* [Problem details]: Rewrite the lines of the listing from the one holding "task | indicate the frosted" through the end of the listing, inclusive, keeping the requests. Offset every point coordinate in the answers by -122.

* [Records from a point-labeling set]:
——

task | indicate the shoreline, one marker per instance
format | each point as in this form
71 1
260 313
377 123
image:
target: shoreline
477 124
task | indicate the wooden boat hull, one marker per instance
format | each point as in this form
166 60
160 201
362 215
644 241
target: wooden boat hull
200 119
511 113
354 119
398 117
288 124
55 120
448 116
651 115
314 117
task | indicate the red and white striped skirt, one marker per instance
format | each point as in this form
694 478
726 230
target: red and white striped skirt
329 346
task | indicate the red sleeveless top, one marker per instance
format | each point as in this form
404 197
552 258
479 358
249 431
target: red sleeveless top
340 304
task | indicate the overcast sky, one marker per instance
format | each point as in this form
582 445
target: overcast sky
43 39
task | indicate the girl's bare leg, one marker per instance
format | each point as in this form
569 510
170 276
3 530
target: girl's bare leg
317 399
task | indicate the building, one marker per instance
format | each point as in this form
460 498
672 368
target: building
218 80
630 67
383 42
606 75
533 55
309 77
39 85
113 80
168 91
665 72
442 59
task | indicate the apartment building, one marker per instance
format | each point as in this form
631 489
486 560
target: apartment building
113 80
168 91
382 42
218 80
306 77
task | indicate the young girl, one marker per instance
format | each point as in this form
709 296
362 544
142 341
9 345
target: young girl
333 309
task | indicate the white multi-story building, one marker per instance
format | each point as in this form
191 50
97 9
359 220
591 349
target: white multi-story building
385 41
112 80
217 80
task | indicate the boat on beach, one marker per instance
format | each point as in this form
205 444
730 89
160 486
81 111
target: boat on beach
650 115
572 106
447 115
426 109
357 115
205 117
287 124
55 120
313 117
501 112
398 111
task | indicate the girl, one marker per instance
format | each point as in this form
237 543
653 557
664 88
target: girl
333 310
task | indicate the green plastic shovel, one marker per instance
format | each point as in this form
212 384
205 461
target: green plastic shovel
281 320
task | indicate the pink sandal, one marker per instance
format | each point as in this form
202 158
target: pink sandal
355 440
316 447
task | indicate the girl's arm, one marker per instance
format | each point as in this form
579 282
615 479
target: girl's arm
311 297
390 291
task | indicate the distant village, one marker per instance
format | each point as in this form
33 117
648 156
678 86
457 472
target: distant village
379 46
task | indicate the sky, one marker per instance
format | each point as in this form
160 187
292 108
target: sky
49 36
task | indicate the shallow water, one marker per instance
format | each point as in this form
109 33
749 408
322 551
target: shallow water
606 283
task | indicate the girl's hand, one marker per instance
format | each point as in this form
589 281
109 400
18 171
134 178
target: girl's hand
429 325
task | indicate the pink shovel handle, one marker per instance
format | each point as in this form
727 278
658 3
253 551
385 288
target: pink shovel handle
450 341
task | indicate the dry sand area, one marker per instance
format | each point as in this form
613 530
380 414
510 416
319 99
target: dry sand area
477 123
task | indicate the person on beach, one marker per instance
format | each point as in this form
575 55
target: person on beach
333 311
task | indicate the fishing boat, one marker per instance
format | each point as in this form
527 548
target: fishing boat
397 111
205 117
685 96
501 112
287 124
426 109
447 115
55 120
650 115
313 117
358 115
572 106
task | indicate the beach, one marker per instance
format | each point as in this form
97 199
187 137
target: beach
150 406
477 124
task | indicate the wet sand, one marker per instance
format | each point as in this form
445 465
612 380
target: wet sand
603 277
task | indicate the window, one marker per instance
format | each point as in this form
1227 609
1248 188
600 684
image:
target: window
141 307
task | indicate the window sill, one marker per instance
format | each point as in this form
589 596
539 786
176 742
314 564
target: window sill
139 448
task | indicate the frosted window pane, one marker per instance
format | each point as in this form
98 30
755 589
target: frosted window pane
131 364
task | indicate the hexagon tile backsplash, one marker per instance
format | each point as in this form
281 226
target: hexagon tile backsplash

——

* [Task result]:
task | indicate the frosted window pane, one marker per instance
format | each point as in this form
98 30
755 589
target: frosted window pane
9 242
task | indicate the hexagon tile backsplash, one marker per instance
format | each point as in this form
281 226
target: hexagon tile backsplash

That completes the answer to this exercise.